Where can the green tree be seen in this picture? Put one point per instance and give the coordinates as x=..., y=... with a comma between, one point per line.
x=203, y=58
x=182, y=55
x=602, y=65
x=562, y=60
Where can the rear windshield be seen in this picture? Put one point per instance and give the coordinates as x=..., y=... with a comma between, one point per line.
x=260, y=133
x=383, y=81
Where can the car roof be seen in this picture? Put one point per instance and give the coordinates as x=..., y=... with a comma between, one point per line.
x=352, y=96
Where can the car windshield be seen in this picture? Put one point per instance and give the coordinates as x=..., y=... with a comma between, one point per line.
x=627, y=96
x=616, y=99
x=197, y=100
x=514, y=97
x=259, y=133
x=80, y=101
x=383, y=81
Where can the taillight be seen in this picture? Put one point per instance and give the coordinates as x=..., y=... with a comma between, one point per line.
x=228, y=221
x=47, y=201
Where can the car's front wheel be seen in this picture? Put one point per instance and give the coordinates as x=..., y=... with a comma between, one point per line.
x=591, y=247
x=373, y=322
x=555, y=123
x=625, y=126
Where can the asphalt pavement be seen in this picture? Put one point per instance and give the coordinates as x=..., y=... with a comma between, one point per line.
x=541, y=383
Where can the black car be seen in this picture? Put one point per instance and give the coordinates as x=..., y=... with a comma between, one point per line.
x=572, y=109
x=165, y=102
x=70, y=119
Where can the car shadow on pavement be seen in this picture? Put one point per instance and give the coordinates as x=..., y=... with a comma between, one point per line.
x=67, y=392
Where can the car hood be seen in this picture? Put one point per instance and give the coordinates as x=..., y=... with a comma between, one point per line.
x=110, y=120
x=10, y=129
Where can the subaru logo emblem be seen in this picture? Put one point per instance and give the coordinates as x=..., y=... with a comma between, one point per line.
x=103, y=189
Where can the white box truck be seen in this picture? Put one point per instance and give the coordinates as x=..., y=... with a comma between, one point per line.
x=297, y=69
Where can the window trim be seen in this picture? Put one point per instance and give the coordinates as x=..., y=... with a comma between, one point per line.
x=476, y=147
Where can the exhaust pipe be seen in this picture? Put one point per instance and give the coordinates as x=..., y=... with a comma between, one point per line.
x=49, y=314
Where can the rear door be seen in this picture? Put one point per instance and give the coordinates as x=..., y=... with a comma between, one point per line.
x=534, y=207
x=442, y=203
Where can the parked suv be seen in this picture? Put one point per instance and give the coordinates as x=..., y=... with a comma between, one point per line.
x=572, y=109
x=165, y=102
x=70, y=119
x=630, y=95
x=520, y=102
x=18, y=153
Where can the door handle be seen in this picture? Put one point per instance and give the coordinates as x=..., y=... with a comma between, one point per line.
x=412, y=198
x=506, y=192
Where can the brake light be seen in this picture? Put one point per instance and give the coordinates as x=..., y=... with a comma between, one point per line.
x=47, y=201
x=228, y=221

*****

# Directions for this task:
Extract every entry above and reproduce each one verbatim, keeping the original order.

# Exercise answer:
Where can the green tree be seen in this picture? Put one point per instance and give the coordinates as x=..., y=... with a comma between, one point per line.
x=203, y=58
x=182, y=55
x=602, y=65
x=562, y=60
Where can the rear windshield be seen in this picture? Put one point per instance and give the coordinates as x=..., y=... with a comma between, one point per line.
x=260, y=133
x=383, y=81
Where can the car roof be seen in this picture? Put one point per instance and give the coordinates as x=..., y=... with a comma between, one point per line.
x=352, y=96
Where can the car windshield be seen in this picture? Put one point per instance and give the coordinates as x=..., y=... with a comma between, one point per line.
x=627, y=96
x=616, y=99
x=197, y=100
x=514, y=97
x=259, y=133
x=80, y=101
x=383, y=81
Where can the taillight be seen in this picture? Put one point per instance and give the coordinates as x=..., y=... with a comma between, one point per line.
x=228, y=221
x=47, y=201
Where can the car's front wheel be seen in this picture? Put one point per instance and give the coordinates as x=..., y=... with a comma between, one point per line.
x=591, y=247
x=373, y=322
x=555, y=123
x=625, y=126
Where can the asphalt pavement be seen in this picture? Put one point per instance and give the coordinates as x=..., y=... with a comma between, one point per line.
x=541, y=383
Where can the black car be seen in this picture? Put one point per instance and give the coordinates as x=..., y=... with a comma between, one point per line.
x=572, y=109
x=165, y=102
x=70, y=119
Where can the car shadow on pavement be seen in this picture? Put one point per instance and give the coordinates as x=..., y=... with a comma between, one point per line.
x=67, y=392
Where can the car hood be seen in this picture? Put one point per instance and give the coordinates as x=..., y=... with a comma between, one point per line.
x=110, y=120
x=10, y=129
Where can the subaru logo emblem be seen in this picture? Put one point per instance and give the coordinates as x=..., y=... with a comma between, one point per line.
x=103, y=189
Where can the white box truck be seen in this picture? Put one point per instance and give the coordinates as x=..., y=... with a comma between, one point per line.
x=297, y=69
Where can the window trim be seen in this picture? Put one point per instance and give the coordinates as x=..., y=... with a comma between, one point per line.
x=476, y=147
Where can the exhaust pipe be seen in this picture? Put one point per instance and give the coordinates as x=..., y=... with a comma between, one point per line.
x=49, y=314
Where can the rear door be seen in this picture? Put one point per instance and give the coordinates as x=..., y=... with a comma between, one point per line.
x=534, y=207
x=442, y=203
Where can the parked suv be seen in this picture? Put one point per instance and give the coordinates as x=..., y=... with a comma between, one point per line.
x=572, y=109
x=165, y=102
x=70, y=119
x=630, y=95
x=520, y=102
x=18, y=153
Where can the door handle be seen in this picture? Put one point per instance and give the coordinates as x=..., y=... with a comma between, one point per line.
x=412, y=198
x=506, y=192
Where can the brake light be seen in this picture? Put one point per instance and give the coordinates as x=..., y=... with a comma between, one point per line.
x=47, y=201
x=228, y=221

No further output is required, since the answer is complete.